● **COMPLETE THE FOLLOWING**:
**a)** According to the graphene passage, how many layers does the exfoliated graphene sample contain on average?
**b)** Turn the lines of the listing between the line holding "Find the misty" and the line holding "[(690, 28)]", inclusive, into a numbered list, skipping any blank lines.
[BEGIN TEXT SECTION]
Graphene has generated a great sensation in the last few-years because of its fascinating properties with potential applications.^1–4 Molecular functionalization of graphene, resulting in its solubilization and assembly, plays a crucial role in exploring applications in nano-electronic devices and other areas. Hybrid materials of graphene have the advantage of multifunctionality comprising properties of both graphene and the functionalizing agent.^5–8 There has been some recent effort to carry out covalent and non-covalent functionalization of graphene with aromatic molecules, which helps to modify its electronic properties, exfoliate sheets and stabilize individual graphene-molecule hybrids.^8–17 Interaction of graphene with electron donor and acceptor molecules has been exploited to control its electronic properties through ground-state molecular charge-transfer.¹⁸ Excited-state processes involving graphene and chromophoric electron donors such as oligo(phenylenevinylene) (OPV)^{10,15,19–21} and porphyrin and the concomitant photo-induced electron transfer process from the chromophore to graphene, which could be of value in the design of photovoltaics, have also been reported.^10–13 We consider it is desirable to carry out the covalent functionalization of graphene with electron donor molecules using reaction protocols similar to those established in the case of carbon nanotubes,^22–27 and examine the structural and spectroscopic aspects of the resulting hybrid materials. In this article, we report on the structure, reactivity as well as photo-physical properties of a novel hybrid obtained by covalently integrating electron-rich oligo(phenylenevinylene) amine (OPV-amine) with graphene. The graphene sample that we used (Exfoliated graphene, EG) contains 5 layers on average and was prepared by thermal exfoliation of GO. The OPV molecule, apart from serving as a useful probe, also helps in the exfoliation of graphene layers, rendering the resulting hybrid solution-processable. Interestingly, we find that non-covalent π–π stacking interactions of the phenylenevinylene conjugated backbones results in the unprecedented organization of graphene sheets into bi- or few-layer hybrids sandwiched by OPV molecules.
[END TEXT SECTION]
[BEGIN DATASET RECORDS]
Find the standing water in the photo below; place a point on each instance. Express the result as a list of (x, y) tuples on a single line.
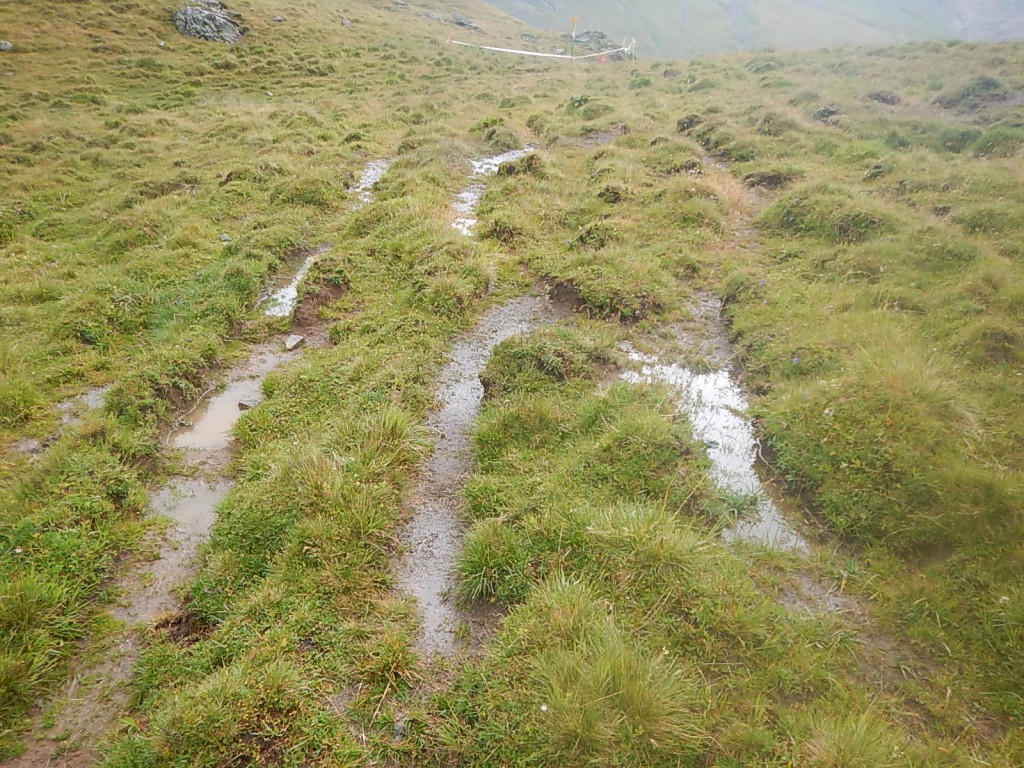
[(469, 199), (434, 536), (718, 409), (281, 303)]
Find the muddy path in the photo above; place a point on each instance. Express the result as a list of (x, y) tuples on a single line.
[(434, 536), (718, 408), (71, 727), (468, 201), (95, 696), (283, 298), (713, 395)]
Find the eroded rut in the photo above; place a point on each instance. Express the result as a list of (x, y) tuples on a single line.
[(90, 704), (717, 407), (95, 696), (435, 532)]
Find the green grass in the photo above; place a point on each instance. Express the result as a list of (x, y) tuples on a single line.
[(870, 267)]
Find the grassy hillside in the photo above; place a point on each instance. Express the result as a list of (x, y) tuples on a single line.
[(692, 28), (859, 213)]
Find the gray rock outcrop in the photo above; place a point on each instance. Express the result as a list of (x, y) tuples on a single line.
[(210, 20), (460, 20)]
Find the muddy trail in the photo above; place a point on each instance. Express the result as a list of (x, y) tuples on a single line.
[(717, 402), (95, 696), (467, 202), (72, 726), (717, 407), (434, 536)]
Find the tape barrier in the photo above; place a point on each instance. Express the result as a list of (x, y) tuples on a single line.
[(624, 49)]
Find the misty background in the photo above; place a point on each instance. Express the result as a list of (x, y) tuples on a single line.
[(690, 28)]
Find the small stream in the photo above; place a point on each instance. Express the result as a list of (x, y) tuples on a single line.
[(469, 199), (281, 302), (718, 408), (435, 534)]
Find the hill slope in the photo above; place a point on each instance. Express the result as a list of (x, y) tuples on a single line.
[(841, 232), (689, 28)]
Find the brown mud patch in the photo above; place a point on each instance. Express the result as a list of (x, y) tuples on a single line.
[(89, 707), (434, 536)]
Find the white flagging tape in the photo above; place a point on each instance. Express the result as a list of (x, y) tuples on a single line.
[(624, 49)]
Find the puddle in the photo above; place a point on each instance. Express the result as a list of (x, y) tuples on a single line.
[(190, 504), (74, 409), (210, 425), (96, 694), (717, 408), (434, 536), (281, 302), (373, 173), (469, 199)]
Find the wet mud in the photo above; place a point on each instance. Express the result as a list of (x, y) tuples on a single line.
[(467, 202), (434, 536), (95, 696), (281, 302), (717, 407), (91, 702)]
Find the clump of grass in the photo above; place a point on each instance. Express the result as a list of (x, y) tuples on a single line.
[(545, 358), (609, 698), (829, 214), (19, 399), (972, 94), (853, 740)]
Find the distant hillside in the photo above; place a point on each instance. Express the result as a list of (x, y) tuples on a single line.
[(689, 28)]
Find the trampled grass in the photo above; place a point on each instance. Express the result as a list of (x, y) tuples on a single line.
[(869, 261)]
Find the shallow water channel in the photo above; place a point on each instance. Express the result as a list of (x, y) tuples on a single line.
[(469, 199), (717, 407), (434, 537), (281, 302)]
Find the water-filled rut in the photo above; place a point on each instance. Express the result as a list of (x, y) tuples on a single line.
[(717, 407), (433, 539), (95, 696)]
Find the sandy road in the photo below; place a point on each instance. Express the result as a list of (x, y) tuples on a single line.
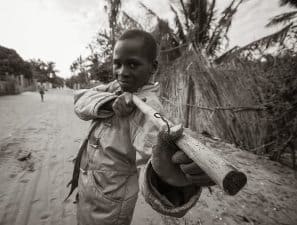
[END DATASET RECORDS]
● **RESULTS OF THE TASKS**:
**a)** Five layers on average.

**b)**
1. Find the misty background in the photo above; place a point on each instance. Express the result as a list of (x, y) tuples on a single line.
2. [(690, 28)]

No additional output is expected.